Extracted records —
=== Section Start ===

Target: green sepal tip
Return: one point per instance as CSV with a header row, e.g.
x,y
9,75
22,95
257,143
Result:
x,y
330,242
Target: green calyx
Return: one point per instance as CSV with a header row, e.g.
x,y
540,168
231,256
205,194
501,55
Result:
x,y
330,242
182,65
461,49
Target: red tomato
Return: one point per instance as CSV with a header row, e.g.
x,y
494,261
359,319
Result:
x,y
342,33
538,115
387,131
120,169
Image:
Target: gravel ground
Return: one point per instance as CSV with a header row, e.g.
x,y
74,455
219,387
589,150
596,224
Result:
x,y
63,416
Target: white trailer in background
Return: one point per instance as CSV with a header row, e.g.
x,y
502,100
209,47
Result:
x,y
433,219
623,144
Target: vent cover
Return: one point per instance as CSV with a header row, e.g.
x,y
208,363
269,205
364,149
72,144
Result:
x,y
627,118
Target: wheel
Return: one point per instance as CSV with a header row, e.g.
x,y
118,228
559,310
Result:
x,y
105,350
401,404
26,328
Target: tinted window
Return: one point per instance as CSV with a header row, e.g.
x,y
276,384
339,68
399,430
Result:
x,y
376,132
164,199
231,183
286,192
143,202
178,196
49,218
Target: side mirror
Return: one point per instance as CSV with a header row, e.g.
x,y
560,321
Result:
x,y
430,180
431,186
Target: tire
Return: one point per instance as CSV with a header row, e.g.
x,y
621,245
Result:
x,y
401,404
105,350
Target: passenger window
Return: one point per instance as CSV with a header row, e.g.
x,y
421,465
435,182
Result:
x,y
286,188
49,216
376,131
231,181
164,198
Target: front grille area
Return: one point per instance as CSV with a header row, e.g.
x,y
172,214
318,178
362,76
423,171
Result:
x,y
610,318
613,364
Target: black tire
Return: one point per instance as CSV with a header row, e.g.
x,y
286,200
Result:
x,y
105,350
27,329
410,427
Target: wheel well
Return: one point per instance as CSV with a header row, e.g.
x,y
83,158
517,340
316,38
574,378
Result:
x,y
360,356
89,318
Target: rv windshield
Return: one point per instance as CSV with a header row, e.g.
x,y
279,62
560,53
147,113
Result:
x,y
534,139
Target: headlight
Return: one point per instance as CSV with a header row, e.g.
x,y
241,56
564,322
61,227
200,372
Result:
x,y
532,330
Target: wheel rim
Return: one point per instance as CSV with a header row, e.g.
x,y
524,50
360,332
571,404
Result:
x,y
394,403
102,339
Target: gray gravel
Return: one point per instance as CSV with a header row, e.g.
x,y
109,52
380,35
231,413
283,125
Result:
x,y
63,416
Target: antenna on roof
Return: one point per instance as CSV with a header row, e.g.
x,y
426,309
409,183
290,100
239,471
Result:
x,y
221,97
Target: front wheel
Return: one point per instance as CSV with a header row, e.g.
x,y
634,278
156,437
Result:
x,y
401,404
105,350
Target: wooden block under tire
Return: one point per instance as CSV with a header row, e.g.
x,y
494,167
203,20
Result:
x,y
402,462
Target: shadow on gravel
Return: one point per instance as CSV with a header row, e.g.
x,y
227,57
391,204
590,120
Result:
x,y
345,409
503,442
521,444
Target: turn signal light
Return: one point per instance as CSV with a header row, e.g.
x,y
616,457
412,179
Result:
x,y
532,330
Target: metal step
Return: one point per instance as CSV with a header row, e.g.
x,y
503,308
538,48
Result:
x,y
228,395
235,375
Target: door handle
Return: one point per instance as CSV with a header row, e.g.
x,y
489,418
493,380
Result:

=== Section End ===

PROMPT —
Give every entry once more, exactly as it reads.

RESPONSE TO THIS EXERCISE —
Target: green sepal tip
Return: one point per instance as CSV with a header row, e.g.
x,y
9,75
22,95
257,143
Result:
x,y
330,242
Target: green calyx
Return: one point per instance as CSV with a header row, e.g.
x,y
540,168
231,256
205,194
501,55
Result:
x,y
330,242
182,65
461,49
Target: red tomato
Return: one point per instance as CSV with a header row, e.g.
x,y
494,261
359,319
Result:
x,y
342,33
538,115
387,131
120,169
Image:
Target: gravel ground
Return: one point per instance as CSV with a header row, e.g.
x,y
74,455
219,387
589,150
596,224
Result:
x,y
63,416
Target: white trailer in background
Return: one point per instance as CSV with a header row, e.g.
x,y
502,100
209,47
Result:
x,y
433,219
623,144
Target: vent cover
Return: one point per instance as CSV with a header row, e.g.
x,y
208,363
269,205
364,149
72,144
Result:
x,y
627,118
Target: wheel
Return: one point per instance as CSV with a header row, e.g.
x,y
118,228
559,310
Result:
x,y
105,350
401,404
26,328
Target: tinted window
Return: one point per instance as CSV with a header row, e.g.
x,y
276,384
339,68
399,430
Result:
x,y
376,132
164,199
231,183
286,192
143,202
178,196
49,218
Target: side mirror
Return: one point per instance as CSV with a header row, e.g.
x,y
560,321
Result:
x,y
430,180
431,186
Target: tire
Return: one point per instance as CSV with a header row, e.g.
x,y
621,245
Result:
x,y
401,404
105,350
Target: passenger window
Return: one point per instance as CSV with a header row, e.g.
x,y
421,465
435,182
Result:
x,y
286,188
49,216
376,131
231,181
164,198
Target: front grille area
Return: one point per instance as CSV with a header row, e.g.
x,y
172,214
318,178
362,76
423,171
Result:
x,y
610,318
613,364
Target: black tire
Return: one point per instance as CSV with a header row, e.g.
x,y
286,200
Result:
x,y
105,350
27,329
410,427
Target: wheel well
Return: one point per instance as CSV with a header row, e.g.
x,y
83,158
517,340
316,38
574,378
Result:
x,y
360,356
89,318
Target: rv windshield
Return: one point per instance as CSV with a header row, e.g.
x,y
279,62
560,53
147,113
Result:
x,y
534,139
Target: headlight
Return: one point per instance as CSV with a header row, e.g.
x,y
241,56
564,322
61,227
200,372
Result:
x,y
532,330
Target: wheel rim
Return: one point per instance as CSV with a header row, e.g.
x,y
524,50
360,332
571,404
Result:
x,y
394,403
102,339
Target: gray gravel
Return: one point per instance as CSV with a header row, e.g.
x,y
109,52
380,35
231,413
283,125
Result:
x,y
63,416
Target: antenna on roof
Return: one point per instance as CSV with a header row, e.g.
x,y
426,309
409,183
290,100
239,471
Result:
x,y
221,97
Target: front wheel
Return: one point per instance as CSV with a header row, e.g.
x,y
634,278
156,437
Result:
x,y
401,404
105,350
Target: wooden block under tire
Return: one point per instance as CSV with a header row, e.g.
x,y
494,167
203,20
Result:
x,y
402,462
Target: shadow on gravel
Return: one point per instance as CSV with a header row, e.g.
x,y
227,57
391,204
590,120
Result:
x,y
345,409
503,442
521,444
Target: turn signal light
Return: one point per instance as CSV with a header row, e.g.
x,y
616,457
412,179
Result:
x,y
532,330
Target: metal step
Return: one point per instance as CSV with a header row, e.g.
x,y
503,308
538,48
Result:
x,y
228,395
235,375
Target: door handle
Return: one point per instance as CSV with a header row, e.g.
x,y
489,418
493,380
Result:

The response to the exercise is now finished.